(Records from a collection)
━━━━━━━━━━

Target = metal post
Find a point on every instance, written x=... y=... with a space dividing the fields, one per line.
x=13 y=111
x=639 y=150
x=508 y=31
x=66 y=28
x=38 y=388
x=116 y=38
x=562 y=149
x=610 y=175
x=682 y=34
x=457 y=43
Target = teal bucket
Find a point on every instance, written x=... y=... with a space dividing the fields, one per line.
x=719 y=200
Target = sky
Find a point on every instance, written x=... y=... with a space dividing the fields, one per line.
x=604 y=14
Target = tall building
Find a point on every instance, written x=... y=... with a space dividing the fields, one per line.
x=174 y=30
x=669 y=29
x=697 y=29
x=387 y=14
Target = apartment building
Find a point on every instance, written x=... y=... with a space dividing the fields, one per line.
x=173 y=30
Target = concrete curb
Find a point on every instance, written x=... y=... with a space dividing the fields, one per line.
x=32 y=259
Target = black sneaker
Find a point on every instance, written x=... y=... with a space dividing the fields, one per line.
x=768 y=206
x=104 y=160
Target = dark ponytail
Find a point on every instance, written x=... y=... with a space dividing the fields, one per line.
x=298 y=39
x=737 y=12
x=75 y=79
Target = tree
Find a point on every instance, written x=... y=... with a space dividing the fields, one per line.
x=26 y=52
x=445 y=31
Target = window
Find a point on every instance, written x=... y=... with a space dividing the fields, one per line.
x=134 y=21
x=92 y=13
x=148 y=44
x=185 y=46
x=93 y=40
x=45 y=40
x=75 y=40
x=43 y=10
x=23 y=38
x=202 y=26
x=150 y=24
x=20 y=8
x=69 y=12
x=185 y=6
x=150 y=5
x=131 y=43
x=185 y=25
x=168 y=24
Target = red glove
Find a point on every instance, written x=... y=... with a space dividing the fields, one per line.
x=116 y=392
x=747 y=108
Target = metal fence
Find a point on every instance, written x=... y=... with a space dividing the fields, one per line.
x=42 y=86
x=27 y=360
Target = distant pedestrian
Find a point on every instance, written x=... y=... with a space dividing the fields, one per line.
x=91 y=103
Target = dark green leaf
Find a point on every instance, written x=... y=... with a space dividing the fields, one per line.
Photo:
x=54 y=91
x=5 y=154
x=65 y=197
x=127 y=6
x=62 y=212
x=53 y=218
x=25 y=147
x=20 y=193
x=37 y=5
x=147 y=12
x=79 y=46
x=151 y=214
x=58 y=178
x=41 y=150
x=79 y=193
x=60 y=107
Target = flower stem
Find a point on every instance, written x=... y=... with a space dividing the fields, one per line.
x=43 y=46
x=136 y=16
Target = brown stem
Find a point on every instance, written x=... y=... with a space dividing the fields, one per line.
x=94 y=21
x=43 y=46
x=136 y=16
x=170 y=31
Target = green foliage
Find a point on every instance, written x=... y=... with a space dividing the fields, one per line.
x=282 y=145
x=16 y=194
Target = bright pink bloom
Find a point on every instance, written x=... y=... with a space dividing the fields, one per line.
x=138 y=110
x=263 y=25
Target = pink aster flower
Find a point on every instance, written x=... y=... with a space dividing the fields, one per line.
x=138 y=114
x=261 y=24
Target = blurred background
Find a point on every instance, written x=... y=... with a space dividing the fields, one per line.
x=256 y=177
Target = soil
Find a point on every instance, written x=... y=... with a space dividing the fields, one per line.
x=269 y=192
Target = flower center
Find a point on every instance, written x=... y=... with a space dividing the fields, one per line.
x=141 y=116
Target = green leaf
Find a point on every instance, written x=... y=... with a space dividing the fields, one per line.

━━━━━━━━━━

Stated task:
Each line of the material must be restated exactly.

The completed task:
Target = metal post
Find a point on every instance, written x=... y=... with a space dividing the fields, one per line.
x=13 y=111
x=639 y=150
x=508 y=31
x=66 y=28
x=38 y=388
x=116 y=38
x=562 y=149
x=610 y=175
x=682 y=34
x=457 y=43
Target = teal bucket
Find a point on every instance, written x=... y=... with a space dividing the fields, one per line.
x=719 y=200
Target = sky
Find a point on every instance, written x=... y=... with a space dividing the fields, one per line.
x=604 y=14
Target = tall building
Find a point on every instance, written x=... y=... with a space dividing the fields, one per line.
x=174 y=30
x=669 y=29
x=697 y=29
x=387 y=14
Target = apartment building
Find a point on every instance, written x=... y=... with a space dividing the fields, one per line.
x=173 y=30
Target = concrete curb
Find a point on every instance, written x=... y=... with a space dividing the fields, one per line.
x=32 y=259
Target = black sneaker
Find a point on every instance, written x=... y=... with a space dividing the fields, one per line.
x=768 y=206
x=104 y=160
Target = dark ponytail
Find a point on every instance, written x=... y=... with a space dividing the fields, one per line.
x=298 y=39
x=737 y=12
x=75 y=79
Target = tree
Find a point on every instance, written x=... y=... with a space dividing the fields, one per line.
x=26 y=52
x=445 y=31
Target = window
Find a point on every instance, written x=... y=... with a space dividing the fields, one per line.
x=134 y=21
x=92 y=13
x=148 y=44
x=185 y=46
x=93 y=40
x=45 y=40
x=75 y=40
x=43 y=10
x=23 y=38
x=202 y=26
x=150 y=24
x=20 y=8
x=69 y=12
x=185 y=6
x=150 y=5
x=131 y=43
x=185 y=25
x=168 y=24
Target = red glove
Find a point on every instance, written x=... y=... with a space dividing the fields, one per line.
x=116 y=392
x=747 y=108
Target = metal fence
Find a point on every instance, written x=... y=... with a space dividing the fields, one per line.
x=42 y=86
x=27 y=360
Target = distant pedestrian
Find a point on every instance, written x=... y=... with a space dividing the fields, one per line.
x=91 y=103
Target = dark green leaf
Find a point on every instance, written x=... y=... with a space dividing the fields, one per line.
Photo:
x=54 y=91
x=5 y=154
x=65 y=197
x=127 y=6
x=62 y=212
x=53 y=218
x=25 y=147
x=20 y=193
x=37 y=5
x=147 y=12
x=79 y=46
x=151 y=214
x=58 y=178
x=41 y=150
x=79 y=193
x=60 y=107
Target = flower stem
Find a point on every instance, written x=... y=... with a space dividing the fields, one per line.
x=43 y=46
x=136 y=16
Target = brown stem
Find a point on every instance, written x=... y=... with a space dividing the fields, one per line.
x=94 y=21
x=43 y=46
x=136 y=16
x=170 y=31
Target = green foliage
Find a point on every instance, written x=... y=... with a space dividing the fields, one per line.
x=282 y=145
x=16 y=194
Target = bright pink bloom
Find a point on every instance, written x=... y=... with a space dividing the fields, one per line.
x=138 y=110
x=263 y=25
Target = pink aster flower
Find a point on every instance, written x=... y=... with a space dividing the fields, one per line.
x=138 y=114
x=261 y=24
Target = blurred background
Find a point on every instance, written x=... y=... with a space dividing the fields, one per line.
x=256 y=177
Target = soil
Find a point on every instance, written x=... y=... with a space dividing the fields, one per line.
x=269 y=192
Target = flower center
Find a point on every instance, written x=... y=... with a space dividing the fields, one per line.
x=141 y=116
Target = green leaf
Find a point on every instance, written x=... y=... with a space dividing the fields, one per line.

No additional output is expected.